• [Stated goal]: Could you reproduce the part that opens with the line containing "If you could indicate the blue sky" and closes with the line containing "point(189, 47)", changing "blue sky" to "cloudless sky" and leaving everything else untouched?

[Photo object pointing records]
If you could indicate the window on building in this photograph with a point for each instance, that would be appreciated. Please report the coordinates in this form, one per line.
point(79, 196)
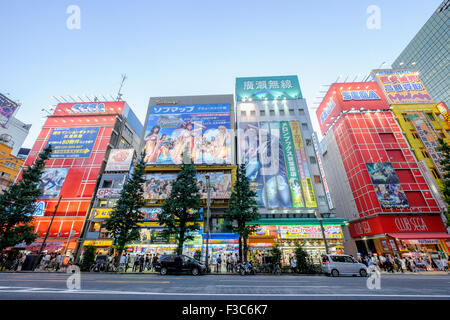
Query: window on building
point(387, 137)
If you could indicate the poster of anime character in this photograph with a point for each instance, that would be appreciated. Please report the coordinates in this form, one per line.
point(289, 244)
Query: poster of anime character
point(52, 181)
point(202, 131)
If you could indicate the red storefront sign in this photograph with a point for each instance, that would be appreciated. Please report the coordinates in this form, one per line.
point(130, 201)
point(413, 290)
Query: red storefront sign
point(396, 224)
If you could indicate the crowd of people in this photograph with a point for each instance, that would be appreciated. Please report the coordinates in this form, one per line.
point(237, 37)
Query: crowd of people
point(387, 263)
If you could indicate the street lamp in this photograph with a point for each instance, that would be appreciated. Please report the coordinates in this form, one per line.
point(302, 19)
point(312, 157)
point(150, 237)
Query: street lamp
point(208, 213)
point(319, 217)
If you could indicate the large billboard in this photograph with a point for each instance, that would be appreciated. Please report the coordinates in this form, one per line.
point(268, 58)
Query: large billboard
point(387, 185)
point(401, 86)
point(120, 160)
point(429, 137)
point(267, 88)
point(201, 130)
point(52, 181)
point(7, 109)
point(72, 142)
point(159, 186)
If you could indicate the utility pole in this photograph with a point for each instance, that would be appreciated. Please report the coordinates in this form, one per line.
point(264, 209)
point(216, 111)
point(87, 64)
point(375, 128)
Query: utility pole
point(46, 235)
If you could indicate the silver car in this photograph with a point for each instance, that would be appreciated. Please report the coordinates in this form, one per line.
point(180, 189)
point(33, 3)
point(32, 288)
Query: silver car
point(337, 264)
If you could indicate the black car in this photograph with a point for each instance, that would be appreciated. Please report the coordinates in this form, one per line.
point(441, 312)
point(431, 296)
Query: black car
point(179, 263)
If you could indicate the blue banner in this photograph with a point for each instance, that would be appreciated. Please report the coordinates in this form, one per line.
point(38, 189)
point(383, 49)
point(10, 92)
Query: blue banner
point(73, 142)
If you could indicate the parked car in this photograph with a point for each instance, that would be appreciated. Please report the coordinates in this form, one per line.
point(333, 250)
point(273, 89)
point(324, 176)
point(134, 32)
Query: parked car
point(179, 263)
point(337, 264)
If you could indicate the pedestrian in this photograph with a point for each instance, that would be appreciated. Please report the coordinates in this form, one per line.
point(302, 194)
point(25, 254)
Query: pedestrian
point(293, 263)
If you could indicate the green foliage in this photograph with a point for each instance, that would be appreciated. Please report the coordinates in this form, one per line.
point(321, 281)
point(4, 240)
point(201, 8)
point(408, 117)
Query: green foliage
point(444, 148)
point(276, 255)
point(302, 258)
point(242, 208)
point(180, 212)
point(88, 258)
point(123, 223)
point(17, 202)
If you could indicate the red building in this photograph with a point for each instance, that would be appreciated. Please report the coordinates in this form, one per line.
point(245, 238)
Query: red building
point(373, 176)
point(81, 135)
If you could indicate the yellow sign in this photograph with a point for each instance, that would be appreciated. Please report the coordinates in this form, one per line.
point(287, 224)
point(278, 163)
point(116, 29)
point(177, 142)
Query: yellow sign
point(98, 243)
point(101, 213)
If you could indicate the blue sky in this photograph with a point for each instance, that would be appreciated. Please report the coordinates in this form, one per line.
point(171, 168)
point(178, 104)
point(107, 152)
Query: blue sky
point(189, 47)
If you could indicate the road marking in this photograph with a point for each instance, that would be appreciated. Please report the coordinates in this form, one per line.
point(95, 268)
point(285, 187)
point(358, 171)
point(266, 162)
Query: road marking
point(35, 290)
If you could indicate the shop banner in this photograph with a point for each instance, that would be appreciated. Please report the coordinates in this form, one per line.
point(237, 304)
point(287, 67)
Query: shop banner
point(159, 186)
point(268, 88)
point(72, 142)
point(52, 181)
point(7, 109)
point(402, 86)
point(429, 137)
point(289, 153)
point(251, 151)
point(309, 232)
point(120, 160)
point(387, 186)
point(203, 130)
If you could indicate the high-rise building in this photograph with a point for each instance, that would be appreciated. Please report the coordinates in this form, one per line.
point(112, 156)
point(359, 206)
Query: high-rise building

• [Complete output]:
If you could indicate the cloudless sky in this photograph with a point for each instance, that would be appreciated. Please report the coordinates in this form, one per line.
point(171, 168)
point(178, 104)
point(107, 152)
Query: cloudless sky
point(189, 47)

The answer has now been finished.